== Text to read

'Savage' ('Les Fauves'): Film Review

Savage Still 1 - Kazak Productions - Publicity-H 2019
Carole Bethuel/Kazak Productions
Too tame.

Lily-Rose Depp headlines writer-director Vincent Mariette's second feature, which co-stars Laurent Lafitte, Aloise Sauvage and Camille Cottin.

An intriguing semi-horror flick that’s neither frightening nor particularly haunting, Savage (Les Fauves) reps a missed opportunity for writer-director Vincent Mariette, whose debut feature, Fool Circle, achieved minor cult status in France back in 2014.

Starring model-actress Lily-Rose Depp as a teenager whose summer vacation is upended by a disappearance, a creepy older writer and a leopard on the loose in the neighboring woods, the film tosses around some interesting ideas and tons of atmosphere, but everything is so low-key that it never gets under your skin. After a small release at home, Savage should lurk around VOD and streaming platforms.

Much more suggestive than scary, the script (which Mariette co-wrote with Marie Amachoukeli) seems to pay homage to Cat People and other evocative B-movies where the monster is always just out of sight — less seen than heard or felt, and more of a monster from within.

====
== Data excerpts

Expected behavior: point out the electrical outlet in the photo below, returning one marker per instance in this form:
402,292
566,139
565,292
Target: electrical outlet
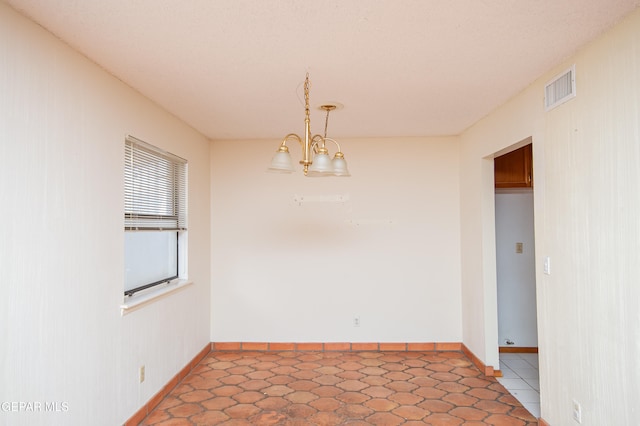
547,265
577,411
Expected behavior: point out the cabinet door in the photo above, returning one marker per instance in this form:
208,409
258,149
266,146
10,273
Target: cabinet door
514,169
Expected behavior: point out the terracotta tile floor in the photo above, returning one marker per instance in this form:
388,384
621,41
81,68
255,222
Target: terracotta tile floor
338,388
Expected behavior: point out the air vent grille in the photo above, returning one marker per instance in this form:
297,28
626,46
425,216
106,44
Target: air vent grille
561,89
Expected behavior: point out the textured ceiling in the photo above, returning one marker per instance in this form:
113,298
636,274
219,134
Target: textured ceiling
233,69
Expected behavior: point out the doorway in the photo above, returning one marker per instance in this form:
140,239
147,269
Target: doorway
515,275
515,250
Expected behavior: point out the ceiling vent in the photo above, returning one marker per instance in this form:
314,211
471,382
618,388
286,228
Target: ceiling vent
561,89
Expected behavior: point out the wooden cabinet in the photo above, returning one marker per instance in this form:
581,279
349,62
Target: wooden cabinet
514,169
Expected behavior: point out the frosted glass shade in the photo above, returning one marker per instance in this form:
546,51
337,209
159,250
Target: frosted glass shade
282,163
321,165
340,165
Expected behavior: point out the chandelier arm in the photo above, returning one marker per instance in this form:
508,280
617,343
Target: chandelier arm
317,141
334,141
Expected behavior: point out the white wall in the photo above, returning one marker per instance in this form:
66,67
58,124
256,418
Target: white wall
516,276
390,254
62,338
587,203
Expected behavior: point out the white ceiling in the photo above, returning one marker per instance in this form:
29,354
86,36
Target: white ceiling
233,69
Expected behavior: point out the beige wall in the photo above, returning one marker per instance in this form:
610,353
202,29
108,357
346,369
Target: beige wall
587,202
389,253
62,337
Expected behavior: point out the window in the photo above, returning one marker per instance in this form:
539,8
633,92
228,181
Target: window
155,217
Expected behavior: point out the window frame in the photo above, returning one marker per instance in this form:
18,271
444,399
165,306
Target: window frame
155,201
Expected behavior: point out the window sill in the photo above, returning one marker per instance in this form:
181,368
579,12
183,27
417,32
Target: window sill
145,297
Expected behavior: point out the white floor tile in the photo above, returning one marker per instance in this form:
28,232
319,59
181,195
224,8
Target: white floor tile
533,408
527,372
520,376
524,395
516,363
509,356
534,383
515,384
509,374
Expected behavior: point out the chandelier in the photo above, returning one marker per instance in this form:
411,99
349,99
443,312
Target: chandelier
315,155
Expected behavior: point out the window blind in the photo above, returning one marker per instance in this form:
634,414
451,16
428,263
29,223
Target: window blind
155,188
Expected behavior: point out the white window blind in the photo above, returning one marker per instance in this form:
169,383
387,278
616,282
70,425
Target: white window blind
155,188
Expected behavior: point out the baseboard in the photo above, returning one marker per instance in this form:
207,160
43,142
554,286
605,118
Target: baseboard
147,408
517,350
335,346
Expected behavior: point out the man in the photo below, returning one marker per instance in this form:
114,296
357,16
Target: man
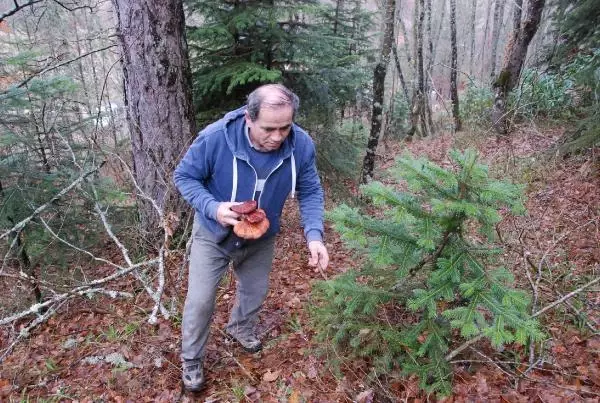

====

Direction 1:
Answer these questions from the review:
(a) What was the title of Vincent Mariette's debut feature?
(b) Who co-wrote the script with Mariette?
(c) Where should Savage lurk after its small release at home?
Direction 2: Transcribe the part of the review that opens with the words "Lily-Rose Depp headlines" and closes with "back in 2014.".
None of what is asked here depends on the records.

Problem solution 1:
(a) Fool Circle
(b) Marie Amachoukeli
(c) On VOD and streaming platforms

Problem solution 2:
Lily-Rose Depp headlines writer-director Vincent Mariette's second feature, which co-stars Laurent Lafitte, Aloise Sauvage and Camille Cottin.

An intriguing semi-horror flick that’s neither frightening nor particularly haunting, Savage (Les Fauves) reps a missed opportunity for writer-director Vincent Mariette, whose debut feature, Fool Circle, achieved minor cult status in France back in 2014.